'''
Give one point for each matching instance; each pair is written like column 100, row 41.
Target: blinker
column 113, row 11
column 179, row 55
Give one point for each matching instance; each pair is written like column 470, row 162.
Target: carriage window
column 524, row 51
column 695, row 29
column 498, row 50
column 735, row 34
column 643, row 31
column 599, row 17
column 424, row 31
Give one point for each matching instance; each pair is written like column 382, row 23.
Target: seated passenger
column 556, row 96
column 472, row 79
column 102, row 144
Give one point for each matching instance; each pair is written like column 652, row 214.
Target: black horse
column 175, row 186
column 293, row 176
'''
→ The request: Your task is to output all of the data above word for word.

→ Output for this exercise:
Give one point for each matching instance; each pair is written like column 100, row 41.
Target: blinker
column 113, row 11
column 179, row 55
Give one point for each matching instance; each pair is written like column 470, row 162.
Target: carriage window
column 524, row 51
column 695, row 29
column 498, row 50
column 735, row 34
column 643, row 31
column 599, row 17
column 424, row 31
Give one point for each matching instance; each pair is written like column 382, row 23.
Target: seated passenger
column 556, row 96
column 472, row 79
column 102, row 144
Give one point for each matching instance; each pair is written like column 652, row 214.
Target: black horse
column 175, row 186
column 293, row 176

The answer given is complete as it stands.